start Records shown

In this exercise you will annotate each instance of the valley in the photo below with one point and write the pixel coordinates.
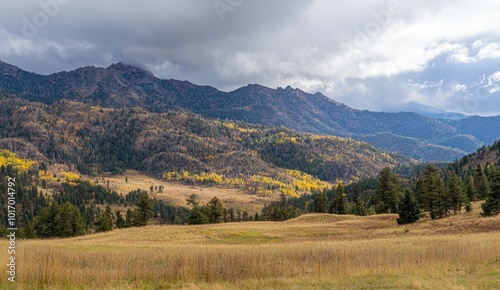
(314, 251)
(178, 193)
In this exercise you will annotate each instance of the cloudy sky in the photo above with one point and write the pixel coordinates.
(376, 55)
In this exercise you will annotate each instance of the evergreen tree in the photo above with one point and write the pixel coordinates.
(214, 209)
(491, 206)
(129, 218)
(120, 222)
(481, 183)
(388, 193)
(320, 202)
(431, 193)
(409, 210)
(468, 205)
(339, 203)
(144, 210)
(60, 221)
(359, 207)
(470, 189)
(456, 193)
(196, 217)
(105, 221)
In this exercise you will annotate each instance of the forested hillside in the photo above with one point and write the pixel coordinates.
(93, 140)
(125, 86)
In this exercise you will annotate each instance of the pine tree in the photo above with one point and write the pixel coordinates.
(491, 206)
(388, 193)
(359, 207)
(481, 183)
(60, 221)
(196, 217)
(120, 222)
(104, 222)
(129, 218)
(409, 210)
(456, 193)
(215, 210)
(431, 193)
(320, 202)
(468, 205)
(144, 210)
(470, 189)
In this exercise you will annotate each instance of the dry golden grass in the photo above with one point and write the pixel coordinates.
(311, 252)
(177, 193)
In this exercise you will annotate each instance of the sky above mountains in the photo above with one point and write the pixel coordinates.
(378, 55)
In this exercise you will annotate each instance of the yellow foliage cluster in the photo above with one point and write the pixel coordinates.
(258, 184)
(9, 158)
(204, 178)
(306, 182)
(71, 177)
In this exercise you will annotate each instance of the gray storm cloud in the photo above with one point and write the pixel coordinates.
(360, 53)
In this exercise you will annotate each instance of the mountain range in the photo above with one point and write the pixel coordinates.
(123, 86)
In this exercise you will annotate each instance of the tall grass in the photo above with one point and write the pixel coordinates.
(204, 255)
(44, 265)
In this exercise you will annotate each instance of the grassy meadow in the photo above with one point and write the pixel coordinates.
(315, 251)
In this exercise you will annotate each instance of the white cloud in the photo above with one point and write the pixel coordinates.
(341, 48)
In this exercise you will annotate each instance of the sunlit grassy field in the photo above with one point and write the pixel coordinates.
(317, 251)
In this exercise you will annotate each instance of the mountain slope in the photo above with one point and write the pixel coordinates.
(95, 139)
(122, 86)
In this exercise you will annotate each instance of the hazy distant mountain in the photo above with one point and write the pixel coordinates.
(122, 85)
(428, 111)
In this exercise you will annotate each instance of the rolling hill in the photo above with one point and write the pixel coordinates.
(94, 140)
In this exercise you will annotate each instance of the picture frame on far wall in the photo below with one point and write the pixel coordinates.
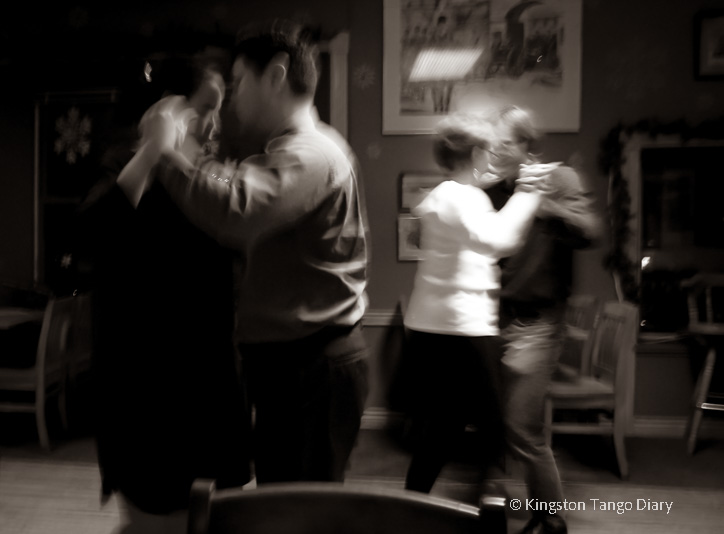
(408, 237)
(414, 186)
(476, 55)
(709, 45)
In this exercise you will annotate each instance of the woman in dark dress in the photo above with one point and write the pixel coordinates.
(170, 407)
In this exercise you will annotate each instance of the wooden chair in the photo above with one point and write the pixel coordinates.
(46, 377)
(580, 319)
(333, 508)
(609, 387)
(706, 323)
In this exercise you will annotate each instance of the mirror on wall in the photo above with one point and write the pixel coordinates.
(677, 221)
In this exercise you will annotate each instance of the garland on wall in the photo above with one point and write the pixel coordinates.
(621, 266)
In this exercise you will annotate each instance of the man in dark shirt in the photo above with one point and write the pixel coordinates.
(536, 282)
(294, 214)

end Records shown

_To be done_: Using the data above, print every line exactly, omitting pictures.

_Finished exercise_:
In this exercise you will annotate each instance of the valley in the photo below with one point and write the pixel coordinates.
(314, 251)
(178, 193)
In this exercise you will annotate each instance of the cloudy sky in the photo above with one point and write the pixel coordinates.
(376, 55)
In this exercise you will annotate each instance of the evergreen tree in the photo above with one point and write the pixel coordinates.
(214, 209)
(491, 206)
(129, 218)
(120, 222)
(481, 183)
(388, 193)
(320, 202)
(431, 193)
(409, 210)
(468, 205)
(339, 203)
(144, 210)
(60, 221)
(359, 207)
(470, 189)
(456, 193)
(196, 217)
(105, 221)
In this exercise you will annotate each instance of the forested hillside in the photo above with one point and write the pixel coordinates.
(93, 140)
(125, 86)
In this exercise you will annotate each instance of the pine tree in the photo above with one point and write the pixel coordinates.
(491, 206)
(388, 193)
(359, 207)
(481, 183)
(60, 221)
(196, 217)
(120, 222)
(104, 222)
(129, 218)
(409, 210)
(456, 193)
(215, 210)
(431, 193)
(320, 202)
(468, 205)
(144, 210)
(470, 189)
In this exercise you will annotate each instance of the dry golden grass in the photo above with one point and write the pixel coordinates.
(311, 252)
(177, 193)
In this exercise you will annotate each instance of the sky above mountains in the photo above with one point and write the pixel coordinates.
(378, 55)
In this exercise you will annotate each instance of the yellow foliage cluster in the photo above with one point and write the pixel coordinates.
(258, 184)
(9, 158)
(204, 178)
(306, 182)
(71, 177)
In this exercise you will annotate each instance of the gray storm cloud in the photo above with one point and write the pixel coordinates.
(360, 53)
In this exercise you will annotate each instance of the mountain range in the photo above with one point and write the pixel coordinates.
(123, 86)
In this exercise you will annotate each instance of the tall grass in the photo above with one point and write the pixel coordinates.
(204, 255)
(44, 265)
In this exercise you will annotate each instance of the grassy meadow in the photo above with one point and write the pixel coordinates.
(315, 251)
In this exercise you will annotate each instance of the white cloud in the photo above with one point and write the pixel coordinates.
(341, 48)
In this exercise you will annotate each instance of the sunlit grassy field in the photo above with one point and write the pixel coordinates.
(317, 251)
In this exercise you will annotate each instance of the mountain slope in the photo above with one point and write the pixel coordinates.
(95, 139)
(122, 86)
In this exercise you will annotate each instance of the hazy distant mountain in the photo above with one point and write the pixel coordinates.
(122, 85)
(428, 111)
In this exercise you will annotate each instance of the rolling hill in the photo above with one point and write the pixel coordinates.
(94, 140)
In this exercise you will annotate each instance of the picture frame on far wall in the photo below with one point and write the pixel coordinates.
(408, 237)
(414, 186)
(476, 55)
(709, 45)
In this exercise you will annotate each instance of the woman in dark dress in the photo above with one point and write the pixel coordinates.
(170, 407)
In this exercise you will annotate each instance of the wooden chair in the photo above with one point and write the pixel coordinates.
(46, 377)
(580, 319)
(333, 508)
(609, 387)
(706, 323)
In this exercise you will annotate each instance of the mirror on wall in the photo above with one point and write the pixel coordinates.
(677, 221)
In this exercise you will annotate each instance of the garland on wall in the photo above with one point and write the pixel coordinates.
(621, 266)
In this exercise you will annotate each instance of the man in dark shirt in the photo above with one point and write the pixel coordinates.
(536, 282)
(294, 214)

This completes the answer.